▸ **Extracted text**:
#####
By Mourine OJambo
In Urban areas kitchens demand for potato has been on the rise especially during the coronavirus epidemic as the crop can be stored longer than other vegetables. The price of the tuber has been increasing gradually in the recent times. Traders engaged in selling the crop have been reaping big while its farmers struggle to make ends meet. Many Kenyan farmers do not reap much from the crop due to improper land preparation, poor cultivation and post-harvest losses. Lack of information and inaccessibility of proper farm machinery have left farmers at nature’s mercy. As part of the solution to farmers’ woes, TingA, East Africa’s largest network of farm equipment through the European Union’s Agrifi project has been helping farmers in Mau area reap big from the third most popular crop in Kenya.
Speaking while training farmers in Mau, Philip Nyandieka, and the CEO TingA said, “we realized that most farmers fail to prepare their land well and hence not able to get the anticipated returns making them shun farming. Good harvests are cultivated from the land preparation stage. Failure to get it right from the begging you are likely not to correct it after planting. That is why before we take up a farmers project we take them through training that ensure that they get value for their investments in the farms.”
The firm has trained more than 8000 farmers across the country and has been offering mechanization services to the farmers that has yielded into more than threefold returns for the farmers in various regions.
“Together with Self-Help Africa we have been helping farmers to modernize and harness the full economic, employment and export potential of agriculture. Even though we had challenges implementing the project due to the pandemic, we are almost realizing its goals. A number of farmers have benefited from our training and mechanization services. Their production has increased by at least 300%. In addition they have also reduced their post-harvest loses by 90% and therefore increasing their profit margin and improving their livelihoods,” added Nyandieka.
#####
▸ **Supplied data**:
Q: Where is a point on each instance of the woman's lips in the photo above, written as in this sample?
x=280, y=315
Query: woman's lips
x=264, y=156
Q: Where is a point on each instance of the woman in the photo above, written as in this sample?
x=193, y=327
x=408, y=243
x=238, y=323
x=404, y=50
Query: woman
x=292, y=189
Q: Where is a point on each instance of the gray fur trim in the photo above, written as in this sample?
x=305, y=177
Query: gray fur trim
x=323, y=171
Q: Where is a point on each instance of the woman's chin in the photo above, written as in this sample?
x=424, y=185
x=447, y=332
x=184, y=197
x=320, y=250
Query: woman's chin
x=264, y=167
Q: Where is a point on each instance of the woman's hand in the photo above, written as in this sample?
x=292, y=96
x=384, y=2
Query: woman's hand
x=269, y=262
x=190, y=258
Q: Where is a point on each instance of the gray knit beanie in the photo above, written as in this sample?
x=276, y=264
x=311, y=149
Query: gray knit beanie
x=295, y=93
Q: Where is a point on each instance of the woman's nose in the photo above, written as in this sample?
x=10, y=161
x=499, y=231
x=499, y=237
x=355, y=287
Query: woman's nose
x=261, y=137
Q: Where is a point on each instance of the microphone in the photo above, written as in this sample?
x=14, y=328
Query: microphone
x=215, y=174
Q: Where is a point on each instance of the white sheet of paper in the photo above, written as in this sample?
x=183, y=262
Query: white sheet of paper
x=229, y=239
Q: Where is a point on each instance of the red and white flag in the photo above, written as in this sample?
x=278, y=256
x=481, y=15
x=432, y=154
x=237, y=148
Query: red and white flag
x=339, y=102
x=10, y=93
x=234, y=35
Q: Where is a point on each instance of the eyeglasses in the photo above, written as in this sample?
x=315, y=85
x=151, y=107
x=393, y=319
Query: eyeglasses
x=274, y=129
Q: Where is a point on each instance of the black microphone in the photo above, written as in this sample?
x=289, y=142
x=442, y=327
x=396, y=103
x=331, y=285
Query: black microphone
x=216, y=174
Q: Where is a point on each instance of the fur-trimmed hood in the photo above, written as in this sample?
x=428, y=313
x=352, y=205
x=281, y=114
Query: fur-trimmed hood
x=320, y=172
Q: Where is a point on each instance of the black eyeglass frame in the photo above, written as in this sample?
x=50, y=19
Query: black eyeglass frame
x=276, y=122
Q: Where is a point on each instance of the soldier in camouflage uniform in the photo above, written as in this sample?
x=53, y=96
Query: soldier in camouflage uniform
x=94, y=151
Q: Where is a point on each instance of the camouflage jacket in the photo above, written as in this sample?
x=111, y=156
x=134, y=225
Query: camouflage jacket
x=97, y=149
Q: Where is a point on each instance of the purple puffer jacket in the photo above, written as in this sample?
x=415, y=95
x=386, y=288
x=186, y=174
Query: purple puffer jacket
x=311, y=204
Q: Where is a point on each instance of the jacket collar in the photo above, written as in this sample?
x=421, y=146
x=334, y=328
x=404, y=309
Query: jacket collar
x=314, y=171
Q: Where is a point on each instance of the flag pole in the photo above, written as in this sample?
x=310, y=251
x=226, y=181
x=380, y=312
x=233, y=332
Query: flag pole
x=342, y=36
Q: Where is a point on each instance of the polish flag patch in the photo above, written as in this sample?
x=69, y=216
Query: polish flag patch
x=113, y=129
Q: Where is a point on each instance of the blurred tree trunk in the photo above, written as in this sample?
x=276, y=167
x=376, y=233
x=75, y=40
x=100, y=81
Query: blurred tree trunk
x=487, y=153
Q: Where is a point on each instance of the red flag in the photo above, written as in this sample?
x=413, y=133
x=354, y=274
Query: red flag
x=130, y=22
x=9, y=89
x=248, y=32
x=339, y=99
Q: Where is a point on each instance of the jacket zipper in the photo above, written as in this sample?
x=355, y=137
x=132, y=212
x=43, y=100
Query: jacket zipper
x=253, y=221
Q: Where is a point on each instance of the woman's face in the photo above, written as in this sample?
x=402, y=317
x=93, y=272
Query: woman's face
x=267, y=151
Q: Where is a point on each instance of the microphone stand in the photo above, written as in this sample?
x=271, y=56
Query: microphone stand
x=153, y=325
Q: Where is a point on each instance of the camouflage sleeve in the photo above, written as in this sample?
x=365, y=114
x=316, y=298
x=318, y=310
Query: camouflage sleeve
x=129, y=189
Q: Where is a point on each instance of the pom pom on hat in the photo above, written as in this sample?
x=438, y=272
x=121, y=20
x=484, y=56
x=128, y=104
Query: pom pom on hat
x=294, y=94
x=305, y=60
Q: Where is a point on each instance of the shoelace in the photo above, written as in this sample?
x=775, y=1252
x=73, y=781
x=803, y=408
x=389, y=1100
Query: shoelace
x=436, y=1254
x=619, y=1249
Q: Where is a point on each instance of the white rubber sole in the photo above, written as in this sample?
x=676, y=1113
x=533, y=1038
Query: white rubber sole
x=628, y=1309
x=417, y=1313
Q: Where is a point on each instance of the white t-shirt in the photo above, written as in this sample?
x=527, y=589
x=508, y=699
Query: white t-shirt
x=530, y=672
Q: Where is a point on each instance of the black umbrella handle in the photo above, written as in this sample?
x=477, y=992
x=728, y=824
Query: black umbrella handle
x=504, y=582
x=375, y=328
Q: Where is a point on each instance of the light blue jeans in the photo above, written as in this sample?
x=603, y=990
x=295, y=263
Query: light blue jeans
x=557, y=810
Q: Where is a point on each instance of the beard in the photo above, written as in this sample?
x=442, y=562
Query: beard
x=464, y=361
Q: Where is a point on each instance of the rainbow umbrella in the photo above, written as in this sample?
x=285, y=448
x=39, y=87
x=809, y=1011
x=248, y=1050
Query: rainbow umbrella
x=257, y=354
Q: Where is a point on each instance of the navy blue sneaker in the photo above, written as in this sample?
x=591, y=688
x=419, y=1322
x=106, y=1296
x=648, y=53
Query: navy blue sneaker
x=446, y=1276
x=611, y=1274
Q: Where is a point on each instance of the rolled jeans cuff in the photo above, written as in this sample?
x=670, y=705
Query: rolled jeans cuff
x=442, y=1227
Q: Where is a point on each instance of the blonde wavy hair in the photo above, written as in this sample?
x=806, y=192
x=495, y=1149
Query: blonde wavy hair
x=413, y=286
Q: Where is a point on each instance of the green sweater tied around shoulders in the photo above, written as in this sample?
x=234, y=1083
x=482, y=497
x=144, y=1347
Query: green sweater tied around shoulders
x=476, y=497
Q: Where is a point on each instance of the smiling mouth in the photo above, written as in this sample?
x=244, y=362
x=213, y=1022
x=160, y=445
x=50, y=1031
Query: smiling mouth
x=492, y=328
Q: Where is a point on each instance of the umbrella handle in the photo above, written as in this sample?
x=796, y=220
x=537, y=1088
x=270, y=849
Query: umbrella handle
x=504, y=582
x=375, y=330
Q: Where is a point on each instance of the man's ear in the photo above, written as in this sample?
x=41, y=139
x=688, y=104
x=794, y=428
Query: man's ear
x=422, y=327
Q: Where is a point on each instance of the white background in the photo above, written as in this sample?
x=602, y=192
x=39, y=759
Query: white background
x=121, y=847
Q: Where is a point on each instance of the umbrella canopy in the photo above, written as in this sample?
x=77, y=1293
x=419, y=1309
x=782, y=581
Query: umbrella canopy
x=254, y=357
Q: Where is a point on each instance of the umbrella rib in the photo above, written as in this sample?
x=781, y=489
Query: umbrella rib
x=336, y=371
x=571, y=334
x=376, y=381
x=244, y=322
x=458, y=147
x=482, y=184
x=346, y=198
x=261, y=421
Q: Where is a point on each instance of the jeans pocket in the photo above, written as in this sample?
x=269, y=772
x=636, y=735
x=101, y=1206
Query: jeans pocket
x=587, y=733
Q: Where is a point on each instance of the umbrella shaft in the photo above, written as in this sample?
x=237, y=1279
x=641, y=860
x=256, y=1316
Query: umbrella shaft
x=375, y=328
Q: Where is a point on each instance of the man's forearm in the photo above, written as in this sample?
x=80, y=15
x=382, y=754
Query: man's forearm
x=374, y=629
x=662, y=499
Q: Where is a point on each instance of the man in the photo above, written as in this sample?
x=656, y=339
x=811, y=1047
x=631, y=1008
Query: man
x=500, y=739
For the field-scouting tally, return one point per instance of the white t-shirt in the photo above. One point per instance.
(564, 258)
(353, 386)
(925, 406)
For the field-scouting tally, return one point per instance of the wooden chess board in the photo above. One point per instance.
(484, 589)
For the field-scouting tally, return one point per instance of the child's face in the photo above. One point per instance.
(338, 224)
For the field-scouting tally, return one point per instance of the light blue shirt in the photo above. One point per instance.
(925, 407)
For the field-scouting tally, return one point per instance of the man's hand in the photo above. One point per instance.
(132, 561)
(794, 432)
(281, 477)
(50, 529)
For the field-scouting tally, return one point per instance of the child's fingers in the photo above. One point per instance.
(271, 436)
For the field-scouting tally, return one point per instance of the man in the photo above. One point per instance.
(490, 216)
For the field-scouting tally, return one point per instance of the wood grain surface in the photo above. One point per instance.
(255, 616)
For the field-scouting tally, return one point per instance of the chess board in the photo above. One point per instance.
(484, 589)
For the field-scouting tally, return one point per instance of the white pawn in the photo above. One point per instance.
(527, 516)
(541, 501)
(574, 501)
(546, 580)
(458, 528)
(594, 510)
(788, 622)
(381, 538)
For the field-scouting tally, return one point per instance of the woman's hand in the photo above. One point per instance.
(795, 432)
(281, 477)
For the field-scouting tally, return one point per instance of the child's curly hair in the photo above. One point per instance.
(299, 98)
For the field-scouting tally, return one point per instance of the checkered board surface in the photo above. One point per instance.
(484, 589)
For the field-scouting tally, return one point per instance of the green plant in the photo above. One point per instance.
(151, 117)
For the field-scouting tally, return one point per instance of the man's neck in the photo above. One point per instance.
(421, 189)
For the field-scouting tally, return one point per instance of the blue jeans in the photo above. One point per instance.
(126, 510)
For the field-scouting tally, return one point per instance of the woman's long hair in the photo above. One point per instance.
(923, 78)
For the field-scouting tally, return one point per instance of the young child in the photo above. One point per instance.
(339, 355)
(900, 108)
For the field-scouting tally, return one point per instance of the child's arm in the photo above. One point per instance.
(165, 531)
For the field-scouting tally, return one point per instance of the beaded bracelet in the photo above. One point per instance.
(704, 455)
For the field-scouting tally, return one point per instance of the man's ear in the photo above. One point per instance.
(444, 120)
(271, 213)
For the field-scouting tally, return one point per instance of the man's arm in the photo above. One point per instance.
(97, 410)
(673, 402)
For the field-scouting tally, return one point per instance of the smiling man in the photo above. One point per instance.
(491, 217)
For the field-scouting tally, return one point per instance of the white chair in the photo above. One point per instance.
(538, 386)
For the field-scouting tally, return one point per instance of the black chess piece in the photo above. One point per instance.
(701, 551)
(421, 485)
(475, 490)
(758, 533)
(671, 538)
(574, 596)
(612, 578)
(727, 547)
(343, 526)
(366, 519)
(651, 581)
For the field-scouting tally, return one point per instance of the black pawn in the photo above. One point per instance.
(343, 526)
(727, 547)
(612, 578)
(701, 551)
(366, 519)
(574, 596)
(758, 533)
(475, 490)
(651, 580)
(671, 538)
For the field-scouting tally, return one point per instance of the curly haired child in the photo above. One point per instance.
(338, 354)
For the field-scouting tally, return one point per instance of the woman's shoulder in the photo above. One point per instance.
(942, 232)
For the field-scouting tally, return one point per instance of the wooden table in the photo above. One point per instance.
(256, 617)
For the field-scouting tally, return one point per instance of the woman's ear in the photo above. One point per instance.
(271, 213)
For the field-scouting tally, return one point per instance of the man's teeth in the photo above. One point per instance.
#####
▸ **Apply what you read**:
1. For each statement below, say whether the potato farming article supports it, answering yes or no and quoting the deciding words: (a) the firm has trained more than 8000 farmers; (b) farmers cut their post-harvest losses by half; (c) potato is the most popular crop in Kenya.
2. Name every organization mentioned in the potato farming article, leaving out projects.
The listing above comes from a separate source, unrelated to the potato farming article.

▸ **Answers to the exercises**:
1.
(a) Yes: "The firm has trained more than 8000 farmers across the country"
(b) No: "they have also reduced their post-harvest loses by 90%"
(c) No: "the third most popular crop in Kenya"

2. TingA, the European Union, Self-Help Africa